[GOAL OF THE EXERCISE]
Below is a set of records; restate each one word for word.

[Natural language region descriptions]
Segment Open

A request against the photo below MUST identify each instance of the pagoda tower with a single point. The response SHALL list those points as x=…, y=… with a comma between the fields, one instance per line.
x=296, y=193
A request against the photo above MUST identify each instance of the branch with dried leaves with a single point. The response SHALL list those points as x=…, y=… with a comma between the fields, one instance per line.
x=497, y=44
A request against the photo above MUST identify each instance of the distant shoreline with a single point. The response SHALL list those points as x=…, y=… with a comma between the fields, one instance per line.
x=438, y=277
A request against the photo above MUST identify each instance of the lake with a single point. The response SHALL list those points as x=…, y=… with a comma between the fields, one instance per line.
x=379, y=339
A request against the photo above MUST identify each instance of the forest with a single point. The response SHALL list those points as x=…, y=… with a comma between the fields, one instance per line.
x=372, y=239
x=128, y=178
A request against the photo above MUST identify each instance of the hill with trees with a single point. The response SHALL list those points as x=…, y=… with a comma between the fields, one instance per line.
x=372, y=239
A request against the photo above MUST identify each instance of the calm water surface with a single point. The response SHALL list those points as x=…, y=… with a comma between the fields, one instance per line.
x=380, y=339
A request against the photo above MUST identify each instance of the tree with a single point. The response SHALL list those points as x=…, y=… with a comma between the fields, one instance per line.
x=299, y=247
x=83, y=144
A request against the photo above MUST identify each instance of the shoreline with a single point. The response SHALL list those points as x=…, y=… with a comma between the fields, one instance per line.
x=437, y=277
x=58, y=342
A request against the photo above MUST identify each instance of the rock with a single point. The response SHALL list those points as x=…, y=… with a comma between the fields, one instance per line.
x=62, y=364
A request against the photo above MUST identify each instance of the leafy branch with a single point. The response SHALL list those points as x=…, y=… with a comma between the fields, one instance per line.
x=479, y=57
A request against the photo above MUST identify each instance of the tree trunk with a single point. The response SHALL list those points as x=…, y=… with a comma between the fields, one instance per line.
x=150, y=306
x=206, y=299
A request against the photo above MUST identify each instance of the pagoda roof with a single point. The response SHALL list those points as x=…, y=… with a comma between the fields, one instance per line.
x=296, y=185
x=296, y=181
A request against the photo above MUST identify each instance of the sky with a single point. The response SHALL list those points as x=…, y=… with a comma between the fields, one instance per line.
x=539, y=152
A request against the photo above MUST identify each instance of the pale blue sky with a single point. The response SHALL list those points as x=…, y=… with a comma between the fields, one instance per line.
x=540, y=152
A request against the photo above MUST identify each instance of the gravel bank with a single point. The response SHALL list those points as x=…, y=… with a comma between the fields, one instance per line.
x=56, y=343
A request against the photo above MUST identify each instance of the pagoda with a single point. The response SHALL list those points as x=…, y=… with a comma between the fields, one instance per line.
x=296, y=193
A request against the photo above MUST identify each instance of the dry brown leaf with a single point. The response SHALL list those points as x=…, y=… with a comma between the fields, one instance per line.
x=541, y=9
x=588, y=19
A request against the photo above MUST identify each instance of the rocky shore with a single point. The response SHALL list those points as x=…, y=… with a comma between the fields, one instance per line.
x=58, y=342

Segment Closed

[SOLUTION FOR THIS PROBLEM]
A request against the photo below MUST identify each instance of the pagoda tower with a single point. The response SHALL list those points as x=…, y=… with a comma between the fields, one instance per line.
x=296, y=193
A request against the photo above MUST identify each instance of the branch with dried leaves with a single point. The response SHALL list those points as x=…, y=… with a comma between the fields, one instance per line.
x=497, y=44
A request against the photo above MUST identify each instance of the distant shoreline with a single point. The response SHALL list those points as x=…, y=… with a comma between the fields, one instance per line.
x=438, y=277
A request against the photo above MUST identify each instance of the lake with a single point. The response SHALL list those points as x=…, y=… with a comma between the fields, one instance per line.
x=379, y=339
A request against the photo above MUST identify each instance of the forest with a single point. The response SHALL list those points as x=…, y=… with a comma between the fields, one instance per line.
x=372, y=239
x=128, y=178
A request against the photo above MUST identify each instance of the hill with trees with a single point. The response SHALL list those points as x=…, y=… with a comma between the fields, one instance per line.
x=372, y=239
A request against the photo above MUST identify each instance of the calm water surface with a single point. The response SHALL list those points as x=…, y=… with a comma between the fields, one instance per line.
x=380, y=339
A request against the photo above MUST identify each instance of the tree with a single point. The response SHALL list those points as x=…, y=… with a comma between the fields, one instance per line.
x=299, y=247
x=83, y=144
A request against the photo above MUST identify each instance of the shoreline with a single point. The response SHALL list those points as x=…, y=… with a comma between the fields, one instance per line.
x=437, y=277
x=58, y=342
A request against the photo above MUST identify each instance of the rock with a single point. The response SHALL list those points as x=…, y=… with a comma between the fields, one instance per line.
x=62, y=364
A request against the photo above MUST identify each instance of the leafy branch with a single point. The response SHALL list those points as x=…, y=… with a comma between the fields, one instance per line.
x=479, y=57
A request against the photo above MUST identify each instance of the tree trunk with a single point. The response SHALL list those points as x=…, y=… with a comma between the fields, one instance per line.
x=150, y=306
x=206, y=299
A request against the photo above MUST identify each instance of the pagoda roof with a single point. The response SHALL list those points as x=…, y=… with a comma between the fields, one instance per line.
x=296, y=185
x=296, y=181
A request against the photo above MUST identify each instance of the sky with a single point. The response SHALL list those points as x=…, y=… with a comma between the fields, one instance per line.
x=539, y=152
A request against the photo above MUST identify each instance of the pale blue sky with a single point. The response SHALL list those points as x=…, y=… with a comma between the fields, one instance per line.
x=540, y=152
A request against the photo above MUST identify each instance of the gravel bank with a single point. The response SHALL list those points as x=…, y=… with a comma between the fields, one instance per line.
x=56, y=343
A request against the photo above MUST identify each instance of the pagoda with a single point. The response SHALL list those points as x=…, y=… with a comma between the fields, one instance per line.
x=296, y=193
A request against the photo above MUST identify each instance of the dry brown leaf with a single point. The response SHALL list those points as x=…, y=… with a comma between the fields, one instance per line.
x=541, y=9
x=588, y=19
A request against the photo above MUST identify each instance of the rocky shore with a single point. The response SHALL list those points as x=…, y=… with a comma between the fields, one instance per line.
x=58, y=342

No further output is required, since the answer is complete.